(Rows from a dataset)
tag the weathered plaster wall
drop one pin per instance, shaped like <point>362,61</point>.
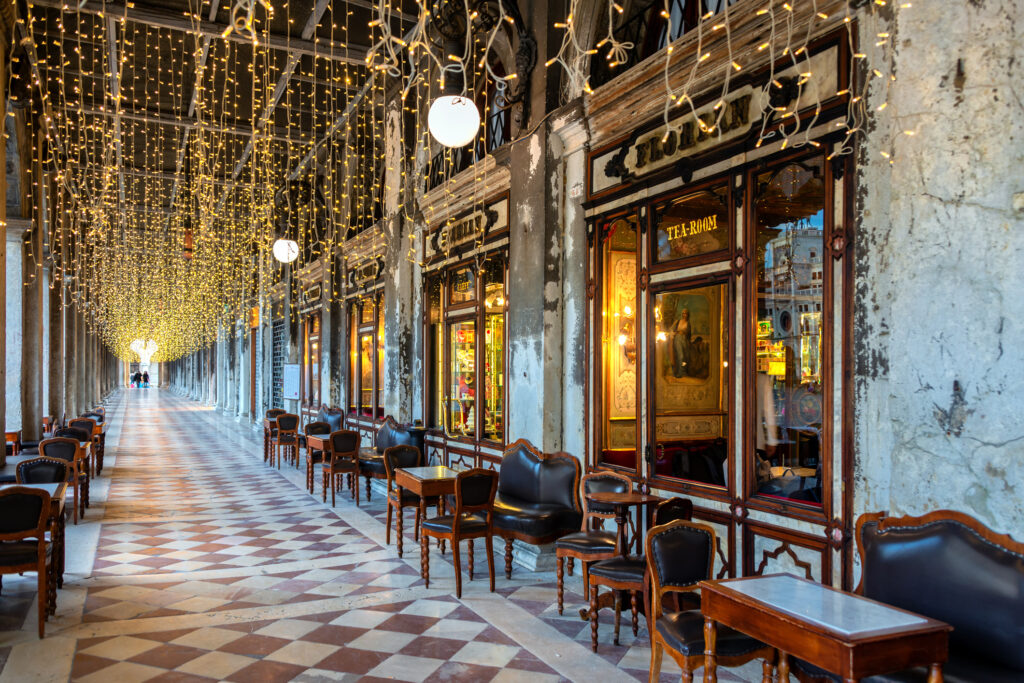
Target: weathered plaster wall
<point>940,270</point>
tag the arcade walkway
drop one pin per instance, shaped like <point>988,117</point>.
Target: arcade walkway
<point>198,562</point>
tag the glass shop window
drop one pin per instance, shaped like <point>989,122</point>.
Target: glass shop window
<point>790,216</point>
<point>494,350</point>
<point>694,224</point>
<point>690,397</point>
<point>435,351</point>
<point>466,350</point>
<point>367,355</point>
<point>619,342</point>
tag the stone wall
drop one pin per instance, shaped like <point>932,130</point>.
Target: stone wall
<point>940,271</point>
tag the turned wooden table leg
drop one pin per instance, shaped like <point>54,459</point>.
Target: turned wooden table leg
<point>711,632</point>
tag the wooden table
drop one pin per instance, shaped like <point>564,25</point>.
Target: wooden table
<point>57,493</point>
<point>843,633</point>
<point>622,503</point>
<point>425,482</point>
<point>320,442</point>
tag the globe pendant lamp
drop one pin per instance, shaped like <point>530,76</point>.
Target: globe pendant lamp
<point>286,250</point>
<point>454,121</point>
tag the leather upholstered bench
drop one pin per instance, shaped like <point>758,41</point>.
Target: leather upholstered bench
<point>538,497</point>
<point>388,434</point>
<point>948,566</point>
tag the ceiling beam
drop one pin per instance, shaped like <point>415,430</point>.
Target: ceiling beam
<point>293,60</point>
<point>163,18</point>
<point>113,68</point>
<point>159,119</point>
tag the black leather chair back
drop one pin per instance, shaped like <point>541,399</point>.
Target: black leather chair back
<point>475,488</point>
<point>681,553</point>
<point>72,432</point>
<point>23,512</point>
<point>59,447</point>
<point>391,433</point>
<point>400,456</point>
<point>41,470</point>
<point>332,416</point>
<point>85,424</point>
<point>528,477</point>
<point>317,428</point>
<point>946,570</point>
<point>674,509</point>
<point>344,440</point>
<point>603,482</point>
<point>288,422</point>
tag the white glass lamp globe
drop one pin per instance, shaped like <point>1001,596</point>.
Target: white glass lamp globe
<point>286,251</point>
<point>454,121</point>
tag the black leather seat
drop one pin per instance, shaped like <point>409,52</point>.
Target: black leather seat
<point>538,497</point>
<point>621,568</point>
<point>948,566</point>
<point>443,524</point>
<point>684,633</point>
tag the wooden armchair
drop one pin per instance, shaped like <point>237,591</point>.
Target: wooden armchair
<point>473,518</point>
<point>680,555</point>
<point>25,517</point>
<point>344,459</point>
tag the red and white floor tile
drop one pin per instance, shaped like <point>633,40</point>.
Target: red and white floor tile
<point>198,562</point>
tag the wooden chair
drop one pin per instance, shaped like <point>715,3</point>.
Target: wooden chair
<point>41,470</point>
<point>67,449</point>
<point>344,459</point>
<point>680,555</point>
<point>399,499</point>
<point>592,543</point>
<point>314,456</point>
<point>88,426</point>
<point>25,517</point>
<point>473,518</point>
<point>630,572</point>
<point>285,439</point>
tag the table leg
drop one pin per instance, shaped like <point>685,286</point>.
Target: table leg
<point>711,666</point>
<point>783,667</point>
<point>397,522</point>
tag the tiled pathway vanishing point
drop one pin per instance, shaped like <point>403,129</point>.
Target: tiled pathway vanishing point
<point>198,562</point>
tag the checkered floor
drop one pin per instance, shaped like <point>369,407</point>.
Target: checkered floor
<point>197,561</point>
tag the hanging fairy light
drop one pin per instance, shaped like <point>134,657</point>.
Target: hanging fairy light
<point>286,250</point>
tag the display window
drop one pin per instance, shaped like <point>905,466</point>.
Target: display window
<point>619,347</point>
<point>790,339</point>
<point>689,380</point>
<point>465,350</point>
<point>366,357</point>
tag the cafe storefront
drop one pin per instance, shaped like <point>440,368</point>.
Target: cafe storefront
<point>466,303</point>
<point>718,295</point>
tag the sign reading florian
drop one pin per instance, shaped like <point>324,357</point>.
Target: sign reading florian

* INSTRUCTIONS FOR THE TASK
Can you reproduce the material above line for line, with nothing changed and the pictures left out?

* CORRECT RESPONSE
tag the weathered plaster wall
drop one pin per instance, shaped like <point>362,61</point>.
Target: weathered plaster wall
<point>940,270</point>
tag the arcade walkway
drop one pin per instance, shaped like <point>988,117</point>.
Target: arcade walkway
<point>198,562</point>
tag the glass shop window
drop one pin per instance, shaped like <point>989,122</point>.
Target: glass shop window
<point>790,216</point>
<point>494,350</point>
<point>694,224</point>
<point>690,397</point>
<point>435,351</point>
<point>466,350</point>
<point>367,355</point>
<point>619,342</point>
tag the stone wall
drop one pin per instance, shaped like <point>932,130</point>.
Target: stone wall
<point>940,271</point>
tag the turned wooden table leg
drop one pin per instance, shaped like <point>54,459</point>.
Target: turned wooden table leg
<point>711,632</point>
tag the wooden table
drop one pin per instance, shaped like <point>564,25</point>.
Target: wooden table
<point>57,493</point>
<point>843,633</point>
<point>622,503</point>
<point>425,482</point>
<point>320,442</point>
tag the globe pendant lamp
drop one pin per instance, shaped like <point>530,76</point>.
Target: globe pendant lamp
<point>286,250</point>
<point>454,121</point>
tag the leather upholstered bench
drop one pin per instance, shaped like <point>758,41</point>.
Target: leather upholstered bench
<point>538,497</point>
<point>388,434</point>
<point>948,566</point>
tag the ceiling beam
drop one pin per instance, shaped like <point>415,430</point>.
Target: ceiling beam
<point>293,60</point>
<point>163,18</point>
<point>113,68</point>
<point>159,119</point>
tag the black leather chair back
drop one pin per instance, shaped like <point>541,399</point>.
Target: black leather chair back
<point>475,488</point>
<point>681,553</point>
<point>72,432</point>
<point>23,512</point>
<point>59,447</point>
<point>391,433</point>
<point>400,456</point>
<point>41,470</point>
<point>332,416</point>
<point>85,424</point>
<point>528,477</point>
<point>317,428</point>
<point>946,570</point>
<point>674,509</point>
<point>344,440</point>
<point>603,482</point>
<point>288,422</point>
tag the white glass lamp globe
drop one pin per instance, shaped like <point>1001,596</point>.
Target: white glass lamp globe
<point>286,251</point>
<point>454,121</point>
tag the black leather seat
drop one pin per instance, shaped like <point>409,52</point>.
Target: black leather seat
<point>538,497</point>
<point>621,568</point>
<point>948,566</point>
<point>443,524</point>
<point>684,633</point>
tag the wooden armchair
drop one pin per instance, shaped like <point>237,591</point>.
Target: wooden armchair
<point>473,518</point>
<point>680,555</point>
<point>25,517</point>
<point>344,459</point>
tag the red and white floor tile
drop one pin per instance, shaped like <point>633,40</point>.
Target: red and white floor tile
<point>198,562</point>
tag the wooden chair
drop one pin per instance, shaped like <point>715,3</point>.
Target: wooden chair
<point>41,470</point>
<point>67,449</point>
<point>344,459</point>
<point>680,555</point>
<point>399,499</point>
<point>592,543</point>
<point>314,456</point>
<point>88,426</point>
<point>25,517</point>
<point>473,518</point>
<point>630,572</point>
<point>285,439</point>
tag the table leg
drop one pin per instance, shaped like <point>685,286</point>.
Target: table leg
<point>711,666</point>
<point>783,667</point>
<point>397,522</point>
tag the tiled pathway vanishing point
drop one pin per instance, shaped like <point>403,129</point>.
Target: tiled pathway vanishing point
<point>198,562</point>
tag the checkered floor
drop one pin per instance, shaped like <point>369,407</point>.
Target: checkered floor
<point>197,561</point>
tag the hanging fairy light
drop one pin per instance, shaped like <point>134,657</point>.
Target: hanging fairy light
<point>286,250</point>
tag the display window
drop one pin per instance, shaped like <point>905,466</point>.
Target: display window
<point>619,347</point>
<point>790,339</point>
<point>689,380</point>
<point>465,350</point>
<point>366,357</point>
tag the cafe storefront
drop one pin per instance, shaped like <point>440,368</point>.
Target: cafe storefront
<point>466,303</point>
<point>718,295</point>
tag the sign reading florian
drop one pin per instance, shaped like <point>324,357</point>.
Target: sign reading florian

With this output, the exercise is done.